- DOCUMENT SEGMENT
I have 2 tables, User
and Employee
. Each user is given a User_ID
and that is a primary key in the User
table and a foreign key in the Employee
table. Can that attribute in the Employee
table also be a primary key?
If you have a one-to-one relation between two tables, then the primary key of the details table is a foreign key as well.
master detail (1 : 1)
+----------+ 1:1 +-------------+
| PK id |<---o| PK FK id |
+----------+ +-------------+
| col1 | | col1 |
| col2 | | col2 |
| etc. | | etc. |
+----------+ +-------------+
If you have a m-to-n relation, the junction table has columns relating to the two primary keys of the m and the n-tables. These columns are primary keys and foreign keys at the same time.
m : n
m_table junction
+----------+ 1:m +------------+ n_table
| PK id1 |<---o| PK FK1 id1 | n:1 +----------+
+----------+ | PK FK2 id2 |o--->| PK id2 |
| col1 | +------------+ +----------+
| col2 | | | | col1 |
| etc. | +------------+ | etc. |
+----------+ +----------+
Note that with this construction, a record of one table can only be linked to a specific record of the other table once, since each composite primary key of the junction table must be unique. If you want to allow non-unique pairings, define a separate primary key in the junction table:
m : n
junction
+---------+
m_table | PK id |
+----------+ 1:m +---------+ n_table
| PK id1 |<---o| FK1 id1 | n:1 +----------+
+----------+ | FK2 id2 |o--->| PK id2 |
| col1 | | | +----------+
| col2 | +---------+ | col1 |
| etc. | | etc. |
+----------+ +----------+
In this case, the primary key and foreign key constraints are set on different columns. Alternatively you can also build the primary key with the two foreign keys plus one numerator or another discerning attribute.

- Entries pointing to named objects
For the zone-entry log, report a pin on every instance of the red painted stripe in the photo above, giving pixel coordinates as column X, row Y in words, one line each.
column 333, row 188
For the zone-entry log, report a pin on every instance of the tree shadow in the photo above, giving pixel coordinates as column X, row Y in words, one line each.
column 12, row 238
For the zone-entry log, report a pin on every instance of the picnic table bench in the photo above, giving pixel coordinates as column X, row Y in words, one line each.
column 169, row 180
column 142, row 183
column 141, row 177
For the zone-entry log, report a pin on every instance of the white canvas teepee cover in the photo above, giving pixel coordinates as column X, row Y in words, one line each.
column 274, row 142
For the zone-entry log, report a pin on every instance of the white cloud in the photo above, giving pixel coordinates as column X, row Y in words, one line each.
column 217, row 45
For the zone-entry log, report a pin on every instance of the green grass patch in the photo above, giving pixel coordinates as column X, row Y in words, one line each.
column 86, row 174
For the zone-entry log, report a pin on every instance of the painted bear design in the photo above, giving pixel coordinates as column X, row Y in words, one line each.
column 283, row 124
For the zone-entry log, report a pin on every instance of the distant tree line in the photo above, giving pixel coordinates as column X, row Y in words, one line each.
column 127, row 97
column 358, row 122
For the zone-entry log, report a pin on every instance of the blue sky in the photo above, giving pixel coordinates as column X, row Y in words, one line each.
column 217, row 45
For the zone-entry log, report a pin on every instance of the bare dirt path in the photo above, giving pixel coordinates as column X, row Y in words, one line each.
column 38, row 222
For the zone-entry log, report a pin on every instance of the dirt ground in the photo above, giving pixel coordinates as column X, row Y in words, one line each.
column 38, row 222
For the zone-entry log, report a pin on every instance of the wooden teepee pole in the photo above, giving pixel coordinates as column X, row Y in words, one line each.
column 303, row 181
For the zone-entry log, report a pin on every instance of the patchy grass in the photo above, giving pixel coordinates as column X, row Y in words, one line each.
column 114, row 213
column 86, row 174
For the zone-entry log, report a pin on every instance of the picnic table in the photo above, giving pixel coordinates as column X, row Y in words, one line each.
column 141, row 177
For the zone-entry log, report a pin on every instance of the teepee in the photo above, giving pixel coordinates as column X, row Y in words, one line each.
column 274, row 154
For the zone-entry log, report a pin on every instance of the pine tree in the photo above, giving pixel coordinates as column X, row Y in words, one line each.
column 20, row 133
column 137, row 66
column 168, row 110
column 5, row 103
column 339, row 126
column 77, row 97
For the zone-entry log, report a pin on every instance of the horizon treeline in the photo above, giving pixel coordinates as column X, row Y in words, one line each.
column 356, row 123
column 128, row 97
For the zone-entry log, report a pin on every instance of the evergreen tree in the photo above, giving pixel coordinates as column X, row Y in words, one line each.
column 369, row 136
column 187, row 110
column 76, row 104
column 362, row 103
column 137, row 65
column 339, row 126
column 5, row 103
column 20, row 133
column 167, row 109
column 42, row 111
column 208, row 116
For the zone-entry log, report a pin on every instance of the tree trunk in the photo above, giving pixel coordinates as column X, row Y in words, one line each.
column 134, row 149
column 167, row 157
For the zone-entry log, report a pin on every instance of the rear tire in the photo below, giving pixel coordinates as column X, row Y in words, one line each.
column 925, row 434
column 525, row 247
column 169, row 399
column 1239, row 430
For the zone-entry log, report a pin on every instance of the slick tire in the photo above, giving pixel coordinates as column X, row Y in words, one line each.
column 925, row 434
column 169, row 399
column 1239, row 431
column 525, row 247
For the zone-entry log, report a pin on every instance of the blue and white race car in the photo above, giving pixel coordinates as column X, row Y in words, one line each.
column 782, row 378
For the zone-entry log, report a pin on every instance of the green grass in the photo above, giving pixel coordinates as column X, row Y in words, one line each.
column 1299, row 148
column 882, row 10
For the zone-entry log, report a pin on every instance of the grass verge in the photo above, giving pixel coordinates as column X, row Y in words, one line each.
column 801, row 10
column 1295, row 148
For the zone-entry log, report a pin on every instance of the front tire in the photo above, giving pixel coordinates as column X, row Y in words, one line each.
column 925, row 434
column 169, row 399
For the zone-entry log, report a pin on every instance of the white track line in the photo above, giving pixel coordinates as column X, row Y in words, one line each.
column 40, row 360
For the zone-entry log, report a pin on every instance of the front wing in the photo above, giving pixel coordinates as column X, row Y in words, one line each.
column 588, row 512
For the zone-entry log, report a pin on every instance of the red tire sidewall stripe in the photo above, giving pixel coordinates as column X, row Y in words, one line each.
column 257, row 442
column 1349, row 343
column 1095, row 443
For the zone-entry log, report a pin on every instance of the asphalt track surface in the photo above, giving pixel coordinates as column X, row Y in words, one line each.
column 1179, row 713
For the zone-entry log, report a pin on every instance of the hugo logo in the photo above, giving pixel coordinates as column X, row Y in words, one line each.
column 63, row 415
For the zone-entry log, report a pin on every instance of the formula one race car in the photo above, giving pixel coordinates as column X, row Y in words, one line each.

- TASK REQUIREMENTS
From the text on primary and foreign keys, reproduce the stretch from "I have 2 tables, User" through "a primary key?" word for word.

- OUTPUT OF THE EXERCISE
I have 2 tables, User
and Employee
. Each user is given a User_ID
and that is a primary key in the User
table and a foreign key in the Employee
table. Can that attribute in the Employee
table also be a primary key?